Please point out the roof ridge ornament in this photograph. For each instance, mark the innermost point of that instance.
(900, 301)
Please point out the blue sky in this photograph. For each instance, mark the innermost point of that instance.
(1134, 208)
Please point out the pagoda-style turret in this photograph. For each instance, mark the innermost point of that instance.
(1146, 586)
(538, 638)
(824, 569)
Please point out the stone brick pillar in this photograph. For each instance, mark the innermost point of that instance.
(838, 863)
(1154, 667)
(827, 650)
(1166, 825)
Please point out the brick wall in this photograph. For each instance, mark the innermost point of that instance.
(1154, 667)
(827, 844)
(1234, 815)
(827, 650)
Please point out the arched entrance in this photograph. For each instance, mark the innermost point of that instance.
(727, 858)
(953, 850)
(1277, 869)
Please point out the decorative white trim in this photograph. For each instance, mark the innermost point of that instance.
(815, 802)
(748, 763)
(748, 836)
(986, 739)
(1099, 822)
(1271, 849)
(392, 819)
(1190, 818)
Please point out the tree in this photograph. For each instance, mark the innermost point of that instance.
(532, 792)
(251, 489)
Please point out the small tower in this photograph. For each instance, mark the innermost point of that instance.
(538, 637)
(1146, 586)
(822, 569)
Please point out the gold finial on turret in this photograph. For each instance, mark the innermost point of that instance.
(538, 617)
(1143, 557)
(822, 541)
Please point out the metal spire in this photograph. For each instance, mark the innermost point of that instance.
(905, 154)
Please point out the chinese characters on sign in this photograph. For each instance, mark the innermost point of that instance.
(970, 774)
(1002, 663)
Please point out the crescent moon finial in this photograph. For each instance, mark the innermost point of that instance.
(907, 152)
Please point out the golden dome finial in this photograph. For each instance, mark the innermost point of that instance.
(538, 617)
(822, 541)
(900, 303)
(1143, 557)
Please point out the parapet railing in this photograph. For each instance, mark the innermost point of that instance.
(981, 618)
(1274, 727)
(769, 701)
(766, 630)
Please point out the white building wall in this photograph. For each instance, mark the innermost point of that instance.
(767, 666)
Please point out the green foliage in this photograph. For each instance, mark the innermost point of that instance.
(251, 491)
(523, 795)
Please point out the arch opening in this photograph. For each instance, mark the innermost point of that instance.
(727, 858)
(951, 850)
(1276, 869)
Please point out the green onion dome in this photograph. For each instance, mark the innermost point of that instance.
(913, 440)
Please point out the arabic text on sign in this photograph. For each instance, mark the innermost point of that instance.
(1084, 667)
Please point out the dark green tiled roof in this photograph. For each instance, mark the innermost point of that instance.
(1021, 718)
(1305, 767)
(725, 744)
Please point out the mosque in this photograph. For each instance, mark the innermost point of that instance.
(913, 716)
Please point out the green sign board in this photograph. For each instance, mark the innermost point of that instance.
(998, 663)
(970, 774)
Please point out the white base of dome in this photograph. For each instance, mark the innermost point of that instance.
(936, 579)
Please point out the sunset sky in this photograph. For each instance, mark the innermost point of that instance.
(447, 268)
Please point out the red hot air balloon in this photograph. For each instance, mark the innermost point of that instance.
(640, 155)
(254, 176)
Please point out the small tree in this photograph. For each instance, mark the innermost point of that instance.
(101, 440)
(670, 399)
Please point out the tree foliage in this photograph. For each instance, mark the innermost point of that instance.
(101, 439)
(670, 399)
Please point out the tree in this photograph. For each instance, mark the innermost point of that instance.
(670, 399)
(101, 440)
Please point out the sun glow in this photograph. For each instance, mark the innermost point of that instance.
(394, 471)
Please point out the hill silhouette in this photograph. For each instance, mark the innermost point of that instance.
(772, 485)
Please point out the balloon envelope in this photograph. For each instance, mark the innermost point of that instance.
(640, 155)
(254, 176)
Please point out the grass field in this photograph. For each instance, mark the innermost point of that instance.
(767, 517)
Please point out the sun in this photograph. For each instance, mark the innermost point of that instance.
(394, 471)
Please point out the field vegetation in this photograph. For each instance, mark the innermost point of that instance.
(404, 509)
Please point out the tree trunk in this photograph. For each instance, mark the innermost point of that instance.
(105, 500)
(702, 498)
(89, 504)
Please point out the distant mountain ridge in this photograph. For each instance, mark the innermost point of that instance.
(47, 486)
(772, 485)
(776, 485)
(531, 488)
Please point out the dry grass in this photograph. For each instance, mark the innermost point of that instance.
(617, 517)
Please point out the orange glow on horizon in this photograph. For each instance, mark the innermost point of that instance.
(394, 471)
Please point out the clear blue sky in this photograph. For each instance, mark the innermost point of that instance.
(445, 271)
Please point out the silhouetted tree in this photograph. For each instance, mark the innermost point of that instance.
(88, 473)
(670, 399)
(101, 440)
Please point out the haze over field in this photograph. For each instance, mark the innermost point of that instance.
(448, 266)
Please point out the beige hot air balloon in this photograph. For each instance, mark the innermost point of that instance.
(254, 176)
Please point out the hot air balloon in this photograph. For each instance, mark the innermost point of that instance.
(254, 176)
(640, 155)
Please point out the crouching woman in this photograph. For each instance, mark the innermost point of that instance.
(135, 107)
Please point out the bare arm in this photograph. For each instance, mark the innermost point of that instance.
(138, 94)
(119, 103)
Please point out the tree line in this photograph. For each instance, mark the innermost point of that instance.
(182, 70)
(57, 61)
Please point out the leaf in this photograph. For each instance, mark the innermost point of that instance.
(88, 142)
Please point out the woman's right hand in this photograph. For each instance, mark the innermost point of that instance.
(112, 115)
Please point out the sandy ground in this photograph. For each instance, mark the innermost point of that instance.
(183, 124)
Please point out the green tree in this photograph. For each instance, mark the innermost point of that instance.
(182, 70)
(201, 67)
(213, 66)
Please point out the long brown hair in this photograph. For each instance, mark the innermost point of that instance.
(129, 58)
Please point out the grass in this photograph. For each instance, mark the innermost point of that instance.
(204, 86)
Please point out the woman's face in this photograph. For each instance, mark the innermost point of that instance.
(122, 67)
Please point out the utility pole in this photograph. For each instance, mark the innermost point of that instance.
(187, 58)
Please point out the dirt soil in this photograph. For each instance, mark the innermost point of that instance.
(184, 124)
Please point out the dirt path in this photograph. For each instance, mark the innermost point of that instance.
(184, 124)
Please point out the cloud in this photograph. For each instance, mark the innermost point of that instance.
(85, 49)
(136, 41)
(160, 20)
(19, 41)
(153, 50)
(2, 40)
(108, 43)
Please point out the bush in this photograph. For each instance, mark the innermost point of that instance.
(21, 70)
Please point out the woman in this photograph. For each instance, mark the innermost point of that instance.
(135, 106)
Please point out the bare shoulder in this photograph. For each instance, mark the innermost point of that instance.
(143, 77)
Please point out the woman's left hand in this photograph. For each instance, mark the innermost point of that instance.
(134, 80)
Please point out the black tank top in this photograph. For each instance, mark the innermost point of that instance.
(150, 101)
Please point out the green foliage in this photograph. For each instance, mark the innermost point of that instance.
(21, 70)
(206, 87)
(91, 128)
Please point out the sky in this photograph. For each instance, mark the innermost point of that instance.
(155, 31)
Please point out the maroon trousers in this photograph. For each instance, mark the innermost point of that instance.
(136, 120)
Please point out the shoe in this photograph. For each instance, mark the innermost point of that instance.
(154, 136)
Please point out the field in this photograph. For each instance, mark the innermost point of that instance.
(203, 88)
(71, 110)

▶ [WORK TO COMPLETE]
Write out all of the records above as a numbered list, leaving out any blank lines.

▶ [TASK RESULT]
1. Please point out the roof ridge ornament in this photograph. For each instance, mark the innermost point of that instance.
2. (900, 301)
3. Please point out the blue sky in this photograph. For each instance, mark the innermost point of that instance.
4. (1134, 208)
5. Please point out the pagoda-style turret in this photograph. For each instance, mark the innermost point of that instance.
6. (1146, 586)
7. (538, 638)
8. (824, 569)
9. Please point out the stone brick pillar in this photograph. For each instance, mark the innermost point of that instance.
10. (838, 863)
11. (1154, 667)
12. (827, 650)
13. (1166, 825)
14. Please point out the brick wall in this photograph. For each instance, mark the innermost point of that instance.
15. (1154, 667)
16. (827, 844)
17. (1234, 815)
18. (827, 650)
19. Please point out the arched entrance in this photograph. For each instance, mark the innermost point of that instance.
20. (727, 858)
21. (953, 850)
22. (1277, 869)
23. Please point out the decorative white trim in this photograph. For each instance, mark the innermost point of that instance.
24. (815, 802)
25. (748, 763)
26. (748, 836)
27. (986, 739)
28. (1099, 822)
29. (1271, 849)
30. (392, 819)
31. (1190, 818)
32. Please point out the tree in this photograph. For each instance, mark the innermost point of that instance.
33. (532, 792)
34. (251, 489)
35. Please point out the small tower in this photograph. For each instance, mark the innermost point of that instance.
36. (538, 637)
37. (1146, 586)
38. (822, 569)
39. Please point out the gold finial on turret in this photograph. For each instance, mark the innermost point of that instance.
40. (538, 617)
41. (1143, 557)
42. (822, 541)
43. Please point out the metal spire in this photograph. For each instance, mark the innermost point of that instance.
44. (905, 154)
45. Please point out the chinese characters on sign in this photograph. For each instance, mark the innermost point of that instance.
46. (970, 774)
47. (1002, 663)
48. Please point out the crescent moon finial in this photograph. For each instance, mark the innermost point of that instance.
49. (907, 152)
50. Please point out the golden dome finial in this photograph. For each instance, mark the innermost point of that instance.
51. (538, 617)
52. (822, 541)
53. (900, 303)
54. (1143, 557)
55. Please point out the parapet railing in this photograph. For each instance, mark the innermost point of that instance.
56. (981, 618)
57. (1274, 727)
58. (769, 701)
59. (766, 630)
60. Please point out the white building wall in this photograph. For each instance, mark the innermost point of that instance.
61. (767, 666)
62. Please point out the green foliage in this photograph. For each instance, mark the innermost point of that instance.
63. (251, 491)
64. (523, 795)
65. Please point out the arch opening in this photograph. For each instance, mark the innermost point of that instance.
66. (727, 858)
67. (951, 850)
68. (1276, 869)
69. Please point out the green onion dome in this photograph. For each instance, mark the innermost point of that instance.
70. (913, 440)
71. Please point out the arabic text on sign in this photograph. For each instance, mark the innermost point of that instance.
72. (1084, 667)
73. Please point out the dark green tiled roof in this photograph. For each instance, mark the innermost point of that instance.
74. (1021, 718)
75. (1305, 767)
76. (725, 744)
77. Please point out the mosque in this photograph. For each instance, mark the innermost point of that instance.
78. (913, 716)
79. Please point out the green sign board in this photograph. For each instance, mark the innermost point of that instance.
80. (998, 663)
81. (970, 774)
82. Please point out the white base of dome in this photograph. For each instance, mark the innermost point of that instance.
83. (936, 579)
84. Please point out the sunset sky in this photograph. For each instance, mark the innermost point of that instance.
85. (447, 268)
86. Please point out the red hot air balloon in this photograph. For each instance, mark the innermost point of that instance.
87. (640, 155)
88. (254, 176)
89. Please point out the small tree in this photograph. For each instance, mark the innermost point of that instance.
90. (101, 440)
91. (670, 399)
92. Please point out the tree foliage in this photograph. For each instance, mark the innermost point of that instance.
93. (101, 439)
94. (670, 399)
95. Please point out the tree in this photograph. For each instance, mark the innermost point of that instance.
96. (670, 399)
97. (101, 440)
98. Please point out the sun glow in this photograph. For each instance, mark the innermost point of that instance.
99. (394, 471)
100. Please point out the hill silhouette in this photograph. For each instance, mark the innermost point of that instance.
101. (772, 485)
102. Please point out the balloon envelope in this photograph. For each instance, mark the innermost point of that instance.
103. (640, 155)
104. (254, 176)
105. Please point out the grass field in this photograph. For each instance, mark the innermost point of that instance.
106. (767, 517)
107. Please point out the sun in this photograph. For each instance, mark the innermost point of that instance.
108. (394, 471)
109. Please point out the field vegetation in this photograph. For each instance, mark the innermost point of that instance.
110. (404, 509)
111. Please point out the tree trunk in this photograph. For each instance, mark the innermost point of that instance.
112. (105, 500)
113. (702, 498)
114. (89, 504)
115. Please point out the distant mountain ridge in this photograph. For each instance, mark the innermost point of that instance.
116. (47, 486)
117. (772, 485)
118. (776, 485)
119. (531, 488)
120. Please point out the dry grass in this photograph. For each instance, mark the innermost point of that instance.
121. (617, 517)
122. Please point out the orange glow on horizon in this photograph. For each instance, mark the innermost point of that instance.
123. (394, 471)
124. Please point out the clear blue sky in this photograph. For each instance, mark the innermost point of that instance.
125. (445, 271)
126. Please point out the silhouetted tree in this photograph. For each instance, mark the innermost point of that instance.
127. (88, 473)
128. (670, 399)
129. (101, 440)
130. Please point out the haze over field in this photograph. For each instance, mark the innermost point of that instance.
131. (448, 266)
132. Please point out the beige hot air balloon in this photograph. For each instance, mark the innermost point of that instance.
133. (254, 176)
134. Please point out the hot air balloon in this photograph. For each instance, mark the innermost point of that instance.
135. (254, 176)
136. (640, 155)
137. Please point out the crouching woman in this photograph. For each instance, mark the innermost point of that instance.
138. (135, 107)
139. Please point out the bare arm in this photograph. For each instance, mark the innermost point of that instance.
140. (138, 94)
141. (119, 103)
142. Please point out the tree line in this photograph. For each instance, mark the innermost point of that instance.
143. (182, 70)
144. (57, 61)
145. Please point out the leaf in this photograph. For each instance, mark the innermost point of that instance.
146. (88, 142)
147. Please point out the woman's right hand in this photograph. For each instance, mark the innermost point of that instance.
148. (112, 115)
149. Please point out the sandy ground in this photograph. For each instance, mark the innermost point of that instance.
150. (183, 124)
151. Please point out the green tree in this photograph. For each instance, mark the innermost point of that instance.
152. (182, 70)
153. (201, 67)
154. (213, 66)
155. Please point out the long brown hair in this photograph. For each instance, mark the innermost point of that instance.
156. (129, 58)
157. Please point out the grass in this photograph. For each instance, mark the innermost point of that instance.
158. (204, 86)
159. Please point out the woman's face in this photograph. For each instance, mark the innermost point of that instance.
160. (122, 67)
161. Please point out the utility pole in this photograph. For each instance, mark the innermost point of that instance.
162. (187, 58)
163. Please point out the dirt soil in this photograph. For each instance, mark the innermost point of that instance.
164. (184, 124)
165. Please point out the dirt path in this photograph. For each instance, mark the innermost point of that instance.
166. (184, 124)
167. Please point out the cloud in this photograph. For each instance, mark the innermost point of that instance.
168. (85, 49)
169. (136, 41)
170. (160, 20)
171. (19, 41)
172. (153, 50)
173. (2, 40)
174. (108, 43)
175. Please point out the bush in this photograph. For each instance, mark the innermost point of that instance.
176. (21, 70)
177. Please point out the woman in this photograph. For each instance, mark the innermost point of that instance.
178. (135, 106)
179. Please point out the bare shoulder in this photograph. For each instance, mark the innermost point of that instance.
180. (143, 77)
181. Please point out the woman's left hand in this photograph. For each instance, mark the innermost point of that instance.
182. (134, 80)
183. Please point out the black tank top in this photograph. For each instance, mark the innermost point of that instance.
184. (150, 101)
185. Please point out the green foliage in this photograph. For each instance, mark the innermost point of that instance.
186. (21, 70)
187. (206, 87)
188. (91, 128)
189. Please point out the sky in this photograph. For each instance, mark the innermost point of that instance.
190. (155, 31)
191. Please point out the maroon trousers in this photograph. For each instance, mark the innermost point of that instance.
192. (136, 120)
193. Please point out the shoe in this photograph. For each instance, mark the innermost point of that instance.
194. (154, 136)
195. Please point out the field in this photograph. For each instance, mark the innermost point of that instance.
196. (203, 88)
197. (71, 110)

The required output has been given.